## [Exercise requirements]
Whenever a line in the entries below includes the string "branch", count that line. Report the total alone.

## [Supplied data]
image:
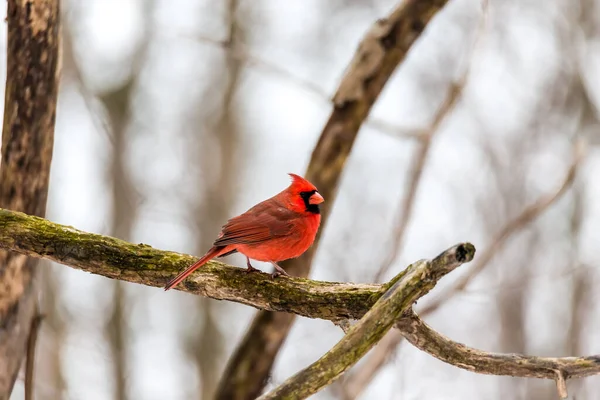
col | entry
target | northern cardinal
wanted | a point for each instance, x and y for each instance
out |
(274, 230)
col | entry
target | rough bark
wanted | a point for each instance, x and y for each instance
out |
(27, 139)
(383, 48)
(416, 282)
(140, 263)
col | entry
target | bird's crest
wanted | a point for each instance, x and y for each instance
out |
(301, 184)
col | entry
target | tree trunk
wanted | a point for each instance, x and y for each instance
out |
(27, 139)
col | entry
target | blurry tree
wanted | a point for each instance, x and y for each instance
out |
(211, 205)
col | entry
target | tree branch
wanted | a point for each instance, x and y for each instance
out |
(143, 264)
(420, 335)
(382, 49)
(416, 282)
(27, 140)
(140, 263)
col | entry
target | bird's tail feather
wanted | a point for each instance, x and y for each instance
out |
(215, 251)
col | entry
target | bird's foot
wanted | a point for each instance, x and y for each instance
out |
(250, 268)
(278, 271)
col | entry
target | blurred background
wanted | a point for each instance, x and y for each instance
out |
(176, 115)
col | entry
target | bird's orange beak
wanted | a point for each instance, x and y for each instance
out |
(316, 198)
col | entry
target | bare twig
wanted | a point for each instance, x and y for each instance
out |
(420, 335)
(417, 281)
(242, 54)
(382, 49)
(30, 360)
(32, 69)
(528, 215)
(404, 212)
(362, 377)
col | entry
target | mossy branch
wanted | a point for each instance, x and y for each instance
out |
(416, 282)
(379, 306)
(140, 263)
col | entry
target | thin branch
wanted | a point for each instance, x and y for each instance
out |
(420, 158)
(30, 360)
(140, 263)
(420, 335)
(418, 280)
(32, 70)
(527, 216)
(241, 53)
(378, 358)
(382, 49)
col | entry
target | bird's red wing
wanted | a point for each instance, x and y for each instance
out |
(259, 224)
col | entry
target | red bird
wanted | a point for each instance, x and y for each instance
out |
(279, 228)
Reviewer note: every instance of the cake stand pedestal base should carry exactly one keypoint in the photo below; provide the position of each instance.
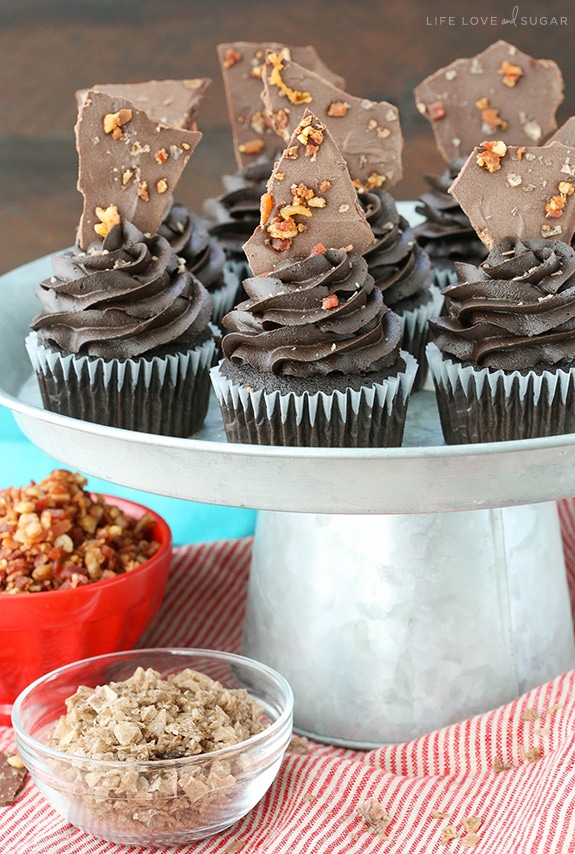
(390, 626)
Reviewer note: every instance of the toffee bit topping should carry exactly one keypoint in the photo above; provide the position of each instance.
(510, 73)
(113, 122)
(337, 109)
(275, 79)
(554, 207)
(435, 111)
(490, 154)
(143, 192)
(330, 302)
(266, 207)
(231, 57)
(109, 217)
(161, 156)
(490, 115)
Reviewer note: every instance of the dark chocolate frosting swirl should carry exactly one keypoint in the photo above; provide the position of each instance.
(315, 317)
(189, 239)
(399, 266)
(516, 311)
(235, 214)
(127, 295)
(446, 233)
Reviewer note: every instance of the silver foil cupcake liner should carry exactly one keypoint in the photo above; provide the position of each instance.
(486, 405)
(372, 416)
(415, 334)
(166, 395)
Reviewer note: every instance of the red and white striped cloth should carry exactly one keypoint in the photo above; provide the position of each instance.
(500, 783)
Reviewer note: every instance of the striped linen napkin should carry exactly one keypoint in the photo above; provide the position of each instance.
(500, 783)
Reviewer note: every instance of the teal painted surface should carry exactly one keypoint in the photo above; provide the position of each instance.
(191, 522)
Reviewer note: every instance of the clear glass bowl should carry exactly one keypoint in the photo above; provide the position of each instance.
(163, 802)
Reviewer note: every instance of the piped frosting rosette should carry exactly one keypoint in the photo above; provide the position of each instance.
(203, 256)
(124, 335)
(503, 356)
(312, 357)
(402, 271)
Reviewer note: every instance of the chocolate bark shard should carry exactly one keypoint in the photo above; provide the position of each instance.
(173, 102)
(565, 134)
(367, 133)
(12, 778)
(500, 93)
(529, 193)
(241, 64)
(129, 163)
(310, 200)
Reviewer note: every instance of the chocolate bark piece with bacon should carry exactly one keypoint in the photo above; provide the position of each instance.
(173, 102)
(525, 191)
(129, 165)
(499, 94)
(367, 133)
(310, 201)
(242, 65)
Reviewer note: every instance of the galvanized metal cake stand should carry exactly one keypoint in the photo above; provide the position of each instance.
(398, 590)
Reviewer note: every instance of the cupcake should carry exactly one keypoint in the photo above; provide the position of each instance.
(202, 255)
(503, 357)
(401, 270)
(123, 338)
(368, 134)
(501, 93)
(176, 103)
(312, 357)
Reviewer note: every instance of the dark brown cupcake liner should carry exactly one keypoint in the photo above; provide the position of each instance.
(371, 417)
(486, 405)
(166, 395)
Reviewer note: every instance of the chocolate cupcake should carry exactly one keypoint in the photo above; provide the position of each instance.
(124, 337)
(313, 357)
(401, 270)
(188, 236)
(499, 94)
(503, 357)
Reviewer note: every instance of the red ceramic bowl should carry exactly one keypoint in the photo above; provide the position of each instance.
(42, 631)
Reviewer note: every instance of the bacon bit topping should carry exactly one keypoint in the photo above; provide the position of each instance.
(490, 154)
(113, 122)
(266, 206)
(372, 181)
(337, 109)
(556, 204)
(330, 302)
(252, 146)
(490, 115)
(161, 156)
(231, 56)
(275, 79)
(511, 73)
(436, 111)
(109, 217)
(143, 192)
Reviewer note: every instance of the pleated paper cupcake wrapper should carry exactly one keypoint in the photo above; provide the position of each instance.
(373, 416)
(165, 395)
(486, 405)
(415, 334)
(224, 298)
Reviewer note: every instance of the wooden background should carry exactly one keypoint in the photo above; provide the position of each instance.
(50, 48)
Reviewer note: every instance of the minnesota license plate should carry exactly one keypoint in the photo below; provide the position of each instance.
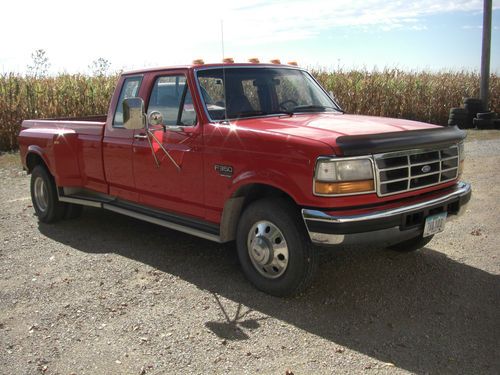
(434, 224)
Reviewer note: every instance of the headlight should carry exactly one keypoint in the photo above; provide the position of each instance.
(339, 177)
(461, 158)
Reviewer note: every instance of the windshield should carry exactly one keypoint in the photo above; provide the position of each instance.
(255, 92)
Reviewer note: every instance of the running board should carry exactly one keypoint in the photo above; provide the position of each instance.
(146, 214)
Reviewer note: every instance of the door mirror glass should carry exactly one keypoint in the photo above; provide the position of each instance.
(133, 113)
(155, 118)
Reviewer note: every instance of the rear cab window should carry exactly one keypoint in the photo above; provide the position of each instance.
(130, 89)
(171, 97)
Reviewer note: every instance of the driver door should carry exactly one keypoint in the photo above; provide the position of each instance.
(176, 184)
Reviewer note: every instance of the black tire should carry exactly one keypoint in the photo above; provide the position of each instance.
(44, 196)
(457, 111)
(484, 124)
(302, 260)
(487, 116)
(73, 211)
(413, 244)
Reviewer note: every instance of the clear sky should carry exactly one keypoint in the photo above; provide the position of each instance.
(411, 34)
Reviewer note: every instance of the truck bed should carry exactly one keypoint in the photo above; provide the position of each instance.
(72, 145)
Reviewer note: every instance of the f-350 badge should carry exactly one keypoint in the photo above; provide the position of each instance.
(224, 170)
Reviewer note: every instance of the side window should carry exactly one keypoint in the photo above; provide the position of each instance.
(172, 98)
(130, 89)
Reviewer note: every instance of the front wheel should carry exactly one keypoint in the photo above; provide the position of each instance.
(273, 249)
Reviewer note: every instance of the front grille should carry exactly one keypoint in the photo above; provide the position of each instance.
(402, 171)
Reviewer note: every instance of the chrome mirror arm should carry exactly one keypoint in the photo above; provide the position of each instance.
(151, 134)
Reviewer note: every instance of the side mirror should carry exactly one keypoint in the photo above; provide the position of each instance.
(133, 113)
(155, 118)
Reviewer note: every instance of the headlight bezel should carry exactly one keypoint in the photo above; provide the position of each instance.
(326, 159)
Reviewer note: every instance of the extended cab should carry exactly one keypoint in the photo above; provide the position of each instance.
(259, 154)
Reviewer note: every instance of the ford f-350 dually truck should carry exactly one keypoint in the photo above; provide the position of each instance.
(259, 154)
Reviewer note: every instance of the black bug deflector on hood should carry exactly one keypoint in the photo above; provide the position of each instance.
(354, 145)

## [Answer to this task]
3